Text =>
Sociologist Alice Goffman Pilloried for Her Pioneering Research
High-Stakes Battle to Tell The Truth of Black Lives and Police Terror
by Raymond Lotta | Editor's Note added August 8, 2017, first published July 6, 2015 | Revolution Newspaper | revcom.us
Editor’s Note
In 2014, Alice Goffman, a sociologist at the University of Wisconsin, published On the Run: Fugitive Life in an American City. The book chronicles the life experiences of young Black men terrorized by the police and legal system. They are “on the run” from criminal charges stemming from unpaid fines and missed court appearances linked to petty offenses. This is valuable research that sheds important light on and powerfully indicts a little-known aspect of the New Jim Crow. But no sooner had the book been published than Goffman was subjected to vicious character assassination—for supposedly sloppy research, abetting gang activity, and having the “arrogance” to think that she as a white woman could substantively address conditions of Black people.

Aim of the exercise =>
In the editor's note on Alice Goffman, what do the criminal charges that the young men in her book are "on the run" from stem from?

Stored data =>
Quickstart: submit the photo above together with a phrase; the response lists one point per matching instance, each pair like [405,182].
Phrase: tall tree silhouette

Task response =>
The charges stem from unpaid fines and missed court appearances linked to petty offenses.